PAGE TEXT
# Snow geese in Michigan



## A.M. General (May 3, 2001)

How rare are they? I've only seen a handful in recent years until this week when I found 3.


----------



## DecoySlayer (Mar 12, 2016)

They were far more common when I was a kid. Canadas were rarely, if ever, seen around here. The first geese I ever took were two blue phase snows out a Pointe Mouillee, before it got washed away in the '70's. That was in November of '69 when I got them.


----------



## TheHighLIfe (Sep 5, 2017)

hunting harsen's for 50+ years, i have seen a single or double mixed in with canadas about 6 times. 
saw one in a canadian flock near traverse on opening day this year
have shot a few near fish point, there were a number of flocks in the area, usually in november
i hear most go along the west side of the state


----------



## DecoySlayer (Mar 12, 2016)

WAY back, when I started hunting deer we used to hunt near Maple Valley, MI. That was back in 1965. At that time there used to be flock after flock of snows overhead the entire first week of gun season.


----------



## A.M. General (May 3, 2001)

This is my 5th year chasing geese and up until last year I have only seen 2. Early October I found one but another guy got permission before I did and got it 2 weeks ago. While Scouting Monday, I found 3. Worked hard to get permission to two properties in back to back days. Now they reside in my freezer and await a taxidermist trip!


----------



## adam bomb (Feb 27, 2006)

I see a few every year. I killed one about 6 years ago or so in Bay County field hunting Canadas. Was a loner and came right in. Sat up and dumped it at 15 yards.


----------



## John Singer (Aug 20, 2004)

I have shot 5 or 6 in 41 years of duck hunting in Michigan.


----------



## Duck-Hunter (Mar 31, 2005)

I see a few every year. Never pulled the trigger on one in Michigan. Few years ago I was working a single down. It lost interest at about 60 yards. Hour later my buddy on a lake south of me sends me a pic of a banded snow he shot...lol.


----------



## Jerry Lamb (Aug 3, 2015)

I saw one mixed in with 5 Canadas 3 weeks ago on Harsens. Maybe have seen 4-5 in 41 years of hunting Michigan.


----------



## Highball28 (Oct 17, 2014)

Apparently common enough to change the goose limit and confuse everyone...


----------



## TheHighLIfe (Sep 5, 2017)

highball - haha. and glad to see that part of the new convoluted goose limit includes brant, as i am always unsure of when i need to stop shooting them!


----------



## Tunaman (Apr 17, 2006)

I seen one Sunday flying with some Canada's in augres


----------



## Jerry Lamb (Aug 3, 2015)

Believe it or not, my dad's hunting partner shot an Atlantic Brant in Anchor Bay 30 years ago.
There is also a stuffed Eider in the Mallard Point clubhouse in Canada, shot in Mitchells Bay. It does happen.



TheHighLIfe said:


> highball - haha. and glad to see that part of the new convoluted goose limit includes brant, as i am always unsure of when i need to stop shooting them!


----------



## natureboy2534 (Dec 11, 2013)

Got these on opening day about four years ago while hunting in linwood with a group of guys I used to hunt with..Seen a HIGH group last year over the bay around the same place..

EXTRACTED DATA
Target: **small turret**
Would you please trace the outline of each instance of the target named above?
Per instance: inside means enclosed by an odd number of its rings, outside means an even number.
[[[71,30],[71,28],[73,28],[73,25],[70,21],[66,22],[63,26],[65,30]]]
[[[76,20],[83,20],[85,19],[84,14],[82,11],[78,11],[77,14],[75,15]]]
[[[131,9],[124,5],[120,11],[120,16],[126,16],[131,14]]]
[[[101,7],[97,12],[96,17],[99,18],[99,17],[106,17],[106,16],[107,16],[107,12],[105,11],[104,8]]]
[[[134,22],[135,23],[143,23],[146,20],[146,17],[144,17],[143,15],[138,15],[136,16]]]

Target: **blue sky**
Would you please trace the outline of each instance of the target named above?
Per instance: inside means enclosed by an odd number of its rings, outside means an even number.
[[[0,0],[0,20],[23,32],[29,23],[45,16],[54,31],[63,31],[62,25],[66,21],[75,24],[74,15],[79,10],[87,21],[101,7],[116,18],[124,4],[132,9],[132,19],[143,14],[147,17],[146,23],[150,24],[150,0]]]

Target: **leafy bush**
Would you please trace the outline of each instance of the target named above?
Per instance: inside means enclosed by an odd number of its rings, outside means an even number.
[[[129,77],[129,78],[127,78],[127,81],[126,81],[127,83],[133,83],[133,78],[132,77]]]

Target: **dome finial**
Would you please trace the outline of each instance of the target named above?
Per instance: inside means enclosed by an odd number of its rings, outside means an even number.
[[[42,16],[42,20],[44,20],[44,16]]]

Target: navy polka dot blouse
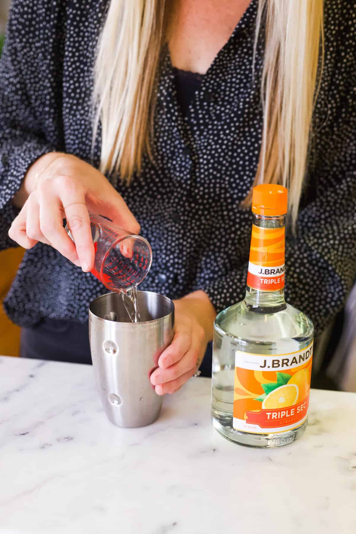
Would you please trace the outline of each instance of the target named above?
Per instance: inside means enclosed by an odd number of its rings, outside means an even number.
[[[153,250],[140,288],[178,298],[200,289],[217,311],[244,295],[250,210],[240,207],[257,167],[262,128],[252,76],[252,0],[184,116],[168,50],[161,64],[154,163],[117,188]],[[91,161],[94,52],[107,2],[13,0],[0,62],[0,245],[17,215],[11,199],[29,166],[53,151]],[[325,64],[313,117],[307,186],[296,235],[286,241],[286,297],[320,332],[356,274],[356,5],[325,2]],[[93,164],[100,158],[97,140]],[[115,177],[109,177],[114,183]],[[105,214],[103,214],[105,215]],[[85,321],[105,289],[51,247],[26,252],[5,301],[23,326]]]

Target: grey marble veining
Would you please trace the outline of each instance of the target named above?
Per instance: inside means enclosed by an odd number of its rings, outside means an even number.
[[[356,394],[313,391],[295,443],[210,419],[210,381],[144,428],[107,421],[91,367],[0,357],[0,534],[356,532]]]

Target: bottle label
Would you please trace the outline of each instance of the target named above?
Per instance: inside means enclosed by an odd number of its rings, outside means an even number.
[[[287,432],[302,425],[309,406],[313,342],[289,354],[236,350],[234,428],[254,434]]]
[[[247,285],[274,291],[284,287],[284,227],[252,227]]]

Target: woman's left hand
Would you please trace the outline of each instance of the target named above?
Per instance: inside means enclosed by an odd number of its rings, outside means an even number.
[[[175,334],[151,376],[156,393],[174,393],[197,371],[212,339],[216,315],[209,297],[195,291],[175,302]]]

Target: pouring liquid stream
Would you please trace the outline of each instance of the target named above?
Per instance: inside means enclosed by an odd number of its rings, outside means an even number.
[[[137,287],[133,286],[128,289],[121,289],[121,299],[129,317],[132,323],[140,322],[140,310],[137,300]]]

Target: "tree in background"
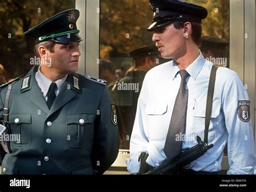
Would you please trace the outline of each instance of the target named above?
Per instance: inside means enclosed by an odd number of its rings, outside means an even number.
[[[203,35],[229,40],[229,0],[187,1],[208,10]],[[146,30],[152,19],[148,0],[101,0],[100,58],[127,56],[131,50],[152,43],[152,33]]]

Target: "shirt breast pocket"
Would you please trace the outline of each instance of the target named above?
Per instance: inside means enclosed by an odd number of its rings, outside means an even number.
[[[149,138],[151,140],[161,140],[166,135],[167,104],[148,104],[146,107],[147,115]]]
[[[75,114],[66,117],[66,142],[70,147],[80,148],[92,143],[95,115]]]
[[[31,114],[10,114],[11,145],[16,146],[29,146],[31,143]]]
[[[215,139],[215,127],[219,123],[218,118],[220,113],[221,104],[213,102],[212,104],[212,113],[211,114],[209,131],[208,134],[208,142],[209,143]],[[205,126],[205,110],[206,103],[197,103],[194,106],[192,116],[193,117],[193,129],[194,134],[199,136],[201,139],[204,138],[204,129]]]

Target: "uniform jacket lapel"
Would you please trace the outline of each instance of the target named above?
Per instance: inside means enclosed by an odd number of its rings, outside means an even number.
[[[73,86],[73,83],[71,81],[72,76],[72,75],[70,74],[67,77],[66,81],[62,85],[59,94],[51,107],[48,118],[68,102],[76,95],[73,91],[70,88]]]
[[[28,87],[28,90],[29,90],[29,91],[28,92],[26,97],[46,113],[48,113],[50,110],[43,95],[42,91],[37,85],[35,78],[35,71],[36,68],[38,68],[38,67],[36,67],[36,66],[33,67],[24,78],[30,77],[31,79],[29,80],[29,86]]]

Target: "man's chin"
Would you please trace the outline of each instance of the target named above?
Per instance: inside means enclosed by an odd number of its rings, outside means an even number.
[[[161,53],[161,57],[163,59],[172,59],[172,57],[169,55],[166,55],[165,54]]]

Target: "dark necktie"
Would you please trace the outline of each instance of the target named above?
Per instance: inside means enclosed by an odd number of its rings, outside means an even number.
[[[179,73],[181,77],[181,82],[175,100],[164,148],[164,152],[168,159],[171,159],[180,153],[183,138],[180,138],[180,136],[184,133],[186,127],[188,96],[188,90],[186,87],[186,78],[190,74],[186,70],[180,70]]]
[[[56,98],[56,95],[55,94],[55,90],[57,88],[57,85],[55,83],[52,82],[50,86],[48,93],[47,93],[46,95],[48,97],[47,99],[47,105],[49,109],[51,108],[52,104],[54,102],[54,100]]]

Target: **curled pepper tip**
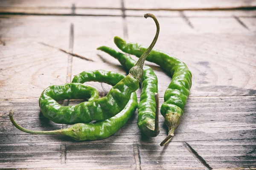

INSTRUCTION
Please write out the snow geese thread word for word from "saw one in a" to "of gun season.". The data has no connection to the snow geese thread.

THE REPLY
saw one in a canadian flock near traverse on opening day this year
have shot a few near fish point, there were a number of flocks in the area, usually in november
i hear most go along the west side of the state


----------



## DecoySlayer (Mar 12, 2016)

WAY back, when I started hunting deer we used to hunt near Maple Valley, MI. That was back in 1965. At that time there used to be flock after flock of snows overhead the entire first week of gun season.